*** RECORDS SUPPLIED ***

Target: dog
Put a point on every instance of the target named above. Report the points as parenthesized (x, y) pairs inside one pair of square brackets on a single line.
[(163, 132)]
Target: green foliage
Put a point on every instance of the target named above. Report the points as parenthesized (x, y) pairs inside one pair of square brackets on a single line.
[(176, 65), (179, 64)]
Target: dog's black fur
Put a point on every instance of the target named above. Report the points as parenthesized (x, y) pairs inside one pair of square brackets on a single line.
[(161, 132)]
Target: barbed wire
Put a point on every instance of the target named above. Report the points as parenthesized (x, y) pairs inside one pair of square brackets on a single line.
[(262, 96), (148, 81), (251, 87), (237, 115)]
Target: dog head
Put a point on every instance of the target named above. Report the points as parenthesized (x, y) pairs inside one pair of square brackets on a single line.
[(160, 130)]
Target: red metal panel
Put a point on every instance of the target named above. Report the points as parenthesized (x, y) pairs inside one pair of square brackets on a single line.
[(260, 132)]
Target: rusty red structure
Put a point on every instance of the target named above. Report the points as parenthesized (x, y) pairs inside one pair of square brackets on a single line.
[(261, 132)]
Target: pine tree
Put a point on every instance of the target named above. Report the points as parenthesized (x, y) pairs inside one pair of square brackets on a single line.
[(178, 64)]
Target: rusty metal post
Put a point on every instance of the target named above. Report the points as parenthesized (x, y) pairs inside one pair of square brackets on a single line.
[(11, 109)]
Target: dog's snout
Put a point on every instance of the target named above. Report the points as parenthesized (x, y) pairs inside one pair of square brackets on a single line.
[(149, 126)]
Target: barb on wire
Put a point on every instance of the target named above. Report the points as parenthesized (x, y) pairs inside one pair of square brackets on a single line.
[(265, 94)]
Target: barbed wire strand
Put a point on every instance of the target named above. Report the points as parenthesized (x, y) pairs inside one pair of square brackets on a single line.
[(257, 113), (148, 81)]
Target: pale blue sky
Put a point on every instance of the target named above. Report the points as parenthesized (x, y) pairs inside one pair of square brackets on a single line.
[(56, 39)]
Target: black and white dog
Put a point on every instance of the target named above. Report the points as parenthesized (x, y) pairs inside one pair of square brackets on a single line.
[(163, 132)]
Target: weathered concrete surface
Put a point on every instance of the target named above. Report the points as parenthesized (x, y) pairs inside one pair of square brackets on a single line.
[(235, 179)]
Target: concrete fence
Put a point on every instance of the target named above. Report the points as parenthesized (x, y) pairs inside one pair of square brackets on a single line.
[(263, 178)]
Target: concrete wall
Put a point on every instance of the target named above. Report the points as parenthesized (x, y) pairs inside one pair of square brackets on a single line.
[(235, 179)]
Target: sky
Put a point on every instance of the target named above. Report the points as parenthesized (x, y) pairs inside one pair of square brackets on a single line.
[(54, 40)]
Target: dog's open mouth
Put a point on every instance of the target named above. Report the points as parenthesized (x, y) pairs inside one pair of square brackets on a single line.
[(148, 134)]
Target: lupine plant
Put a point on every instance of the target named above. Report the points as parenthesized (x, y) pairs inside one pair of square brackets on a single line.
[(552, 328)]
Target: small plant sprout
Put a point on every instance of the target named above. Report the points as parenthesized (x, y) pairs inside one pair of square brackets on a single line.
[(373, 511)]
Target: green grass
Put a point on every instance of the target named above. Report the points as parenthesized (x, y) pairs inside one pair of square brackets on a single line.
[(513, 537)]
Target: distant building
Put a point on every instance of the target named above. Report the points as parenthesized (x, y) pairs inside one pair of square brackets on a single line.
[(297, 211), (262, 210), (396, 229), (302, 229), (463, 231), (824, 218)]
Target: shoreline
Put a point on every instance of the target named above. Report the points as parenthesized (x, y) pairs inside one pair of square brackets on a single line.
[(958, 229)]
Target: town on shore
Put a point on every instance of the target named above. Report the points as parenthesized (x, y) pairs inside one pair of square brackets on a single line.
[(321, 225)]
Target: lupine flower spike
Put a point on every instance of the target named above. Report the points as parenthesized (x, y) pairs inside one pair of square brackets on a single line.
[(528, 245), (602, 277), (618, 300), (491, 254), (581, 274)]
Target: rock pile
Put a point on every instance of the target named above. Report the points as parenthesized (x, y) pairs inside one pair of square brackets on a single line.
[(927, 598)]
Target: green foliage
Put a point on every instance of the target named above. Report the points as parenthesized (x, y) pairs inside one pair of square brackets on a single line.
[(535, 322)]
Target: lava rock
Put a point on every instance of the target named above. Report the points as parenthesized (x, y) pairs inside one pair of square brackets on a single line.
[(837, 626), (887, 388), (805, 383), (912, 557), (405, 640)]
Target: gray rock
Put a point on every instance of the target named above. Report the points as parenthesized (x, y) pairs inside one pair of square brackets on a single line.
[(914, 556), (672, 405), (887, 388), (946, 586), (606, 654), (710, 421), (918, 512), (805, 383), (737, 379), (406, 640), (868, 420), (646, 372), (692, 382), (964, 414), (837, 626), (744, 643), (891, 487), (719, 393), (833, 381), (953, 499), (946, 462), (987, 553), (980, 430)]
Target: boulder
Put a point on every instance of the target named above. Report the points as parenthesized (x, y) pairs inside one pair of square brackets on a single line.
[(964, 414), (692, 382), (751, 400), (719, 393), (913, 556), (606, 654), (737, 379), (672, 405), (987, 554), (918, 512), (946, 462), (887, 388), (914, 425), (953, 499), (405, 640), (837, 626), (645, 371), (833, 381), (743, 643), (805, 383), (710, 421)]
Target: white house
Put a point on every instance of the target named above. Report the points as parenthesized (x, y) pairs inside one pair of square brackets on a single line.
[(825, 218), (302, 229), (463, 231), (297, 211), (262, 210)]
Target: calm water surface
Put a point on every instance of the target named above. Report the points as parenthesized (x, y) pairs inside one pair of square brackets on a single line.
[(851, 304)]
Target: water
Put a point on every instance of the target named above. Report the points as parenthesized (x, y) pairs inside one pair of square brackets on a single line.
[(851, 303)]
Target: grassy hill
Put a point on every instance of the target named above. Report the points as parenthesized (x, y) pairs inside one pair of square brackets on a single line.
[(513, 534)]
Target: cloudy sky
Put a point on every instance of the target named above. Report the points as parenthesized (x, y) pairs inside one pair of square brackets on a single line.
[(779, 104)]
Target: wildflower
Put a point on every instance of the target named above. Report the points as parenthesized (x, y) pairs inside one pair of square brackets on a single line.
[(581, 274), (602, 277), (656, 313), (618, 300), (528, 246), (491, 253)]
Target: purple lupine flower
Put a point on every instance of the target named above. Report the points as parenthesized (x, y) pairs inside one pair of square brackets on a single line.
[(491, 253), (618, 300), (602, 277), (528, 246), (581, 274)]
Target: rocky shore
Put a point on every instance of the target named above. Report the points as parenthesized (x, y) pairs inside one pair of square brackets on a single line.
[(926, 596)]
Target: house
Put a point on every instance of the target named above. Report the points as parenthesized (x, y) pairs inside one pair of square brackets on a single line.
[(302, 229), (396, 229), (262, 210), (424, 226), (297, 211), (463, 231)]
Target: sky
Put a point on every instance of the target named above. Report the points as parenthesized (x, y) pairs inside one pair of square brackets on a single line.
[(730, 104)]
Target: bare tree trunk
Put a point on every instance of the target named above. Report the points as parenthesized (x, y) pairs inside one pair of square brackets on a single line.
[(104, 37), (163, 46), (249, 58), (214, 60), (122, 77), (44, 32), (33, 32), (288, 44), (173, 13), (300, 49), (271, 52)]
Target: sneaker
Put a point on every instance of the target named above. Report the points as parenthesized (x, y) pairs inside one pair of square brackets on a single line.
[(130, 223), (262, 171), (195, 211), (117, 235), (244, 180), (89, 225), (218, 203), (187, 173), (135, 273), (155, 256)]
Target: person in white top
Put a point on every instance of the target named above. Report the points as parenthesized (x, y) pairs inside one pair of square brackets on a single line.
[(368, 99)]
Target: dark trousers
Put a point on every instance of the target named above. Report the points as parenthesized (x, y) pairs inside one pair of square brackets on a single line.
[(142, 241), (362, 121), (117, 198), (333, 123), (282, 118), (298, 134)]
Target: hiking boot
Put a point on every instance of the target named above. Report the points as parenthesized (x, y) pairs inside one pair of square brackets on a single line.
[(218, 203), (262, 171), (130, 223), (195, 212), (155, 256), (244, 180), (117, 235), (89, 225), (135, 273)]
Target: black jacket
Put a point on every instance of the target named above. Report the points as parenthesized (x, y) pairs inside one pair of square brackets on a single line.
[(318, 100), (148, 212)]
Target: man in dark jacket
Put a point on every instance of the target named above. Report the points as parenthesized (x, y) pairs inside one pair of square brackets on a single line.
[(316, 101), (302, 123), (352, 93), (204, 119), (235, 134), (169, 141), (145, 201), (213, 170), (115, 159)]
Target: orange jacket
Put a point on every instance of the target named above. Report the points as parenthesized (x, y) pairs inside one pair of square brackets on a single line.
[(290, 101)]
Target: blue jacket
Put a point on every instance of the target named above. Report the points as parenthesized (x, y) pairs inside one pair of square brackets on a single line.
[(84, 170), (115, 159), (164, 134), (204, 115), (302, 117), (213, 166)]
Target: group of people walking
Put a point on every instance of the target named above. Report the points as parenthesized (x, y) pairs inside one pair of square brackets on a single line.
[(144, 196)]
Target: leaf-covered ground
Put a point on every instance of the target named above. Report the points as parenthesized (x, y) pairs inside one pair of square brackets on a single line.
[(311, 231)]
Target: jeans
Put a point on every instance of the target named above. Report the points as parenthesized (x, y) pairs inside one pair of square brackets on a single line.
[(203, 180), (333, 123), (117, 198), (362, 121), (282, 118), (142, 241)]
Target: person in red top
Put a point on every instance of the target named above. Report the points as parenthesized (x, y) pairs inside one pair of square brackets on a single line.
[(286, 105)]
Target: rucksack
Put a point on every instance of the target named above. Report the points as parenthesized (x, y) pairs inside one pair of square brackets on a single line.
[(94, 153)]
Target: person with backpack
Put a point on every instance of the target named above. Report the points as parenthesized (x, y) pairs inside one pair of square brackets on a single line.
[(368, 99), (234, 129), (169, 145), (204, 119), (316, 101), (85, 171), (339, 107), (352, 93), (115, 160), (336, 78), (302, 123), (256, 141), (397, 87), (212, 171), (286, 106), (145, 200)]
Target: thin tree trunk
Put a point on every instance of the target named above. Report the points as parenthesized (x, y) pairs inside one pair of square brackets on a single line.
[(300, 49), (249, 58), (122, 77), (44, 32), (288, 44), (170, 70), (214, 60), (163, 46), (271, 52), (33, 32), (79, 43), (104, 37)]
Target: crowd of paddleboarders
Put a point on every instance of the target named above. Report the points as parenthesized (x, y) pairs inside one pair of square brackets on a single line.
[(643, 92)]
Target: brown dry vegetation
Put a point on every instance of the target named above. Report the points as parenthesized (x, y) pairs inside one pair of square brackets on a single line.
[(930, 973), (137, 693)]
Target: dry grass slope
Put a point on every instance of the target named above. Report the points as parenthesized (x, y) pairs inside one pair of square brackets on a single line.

***

Scan the entries for the word "white". Report each line that has it.

Target: black and white dog
Target: white house
Target: person in white top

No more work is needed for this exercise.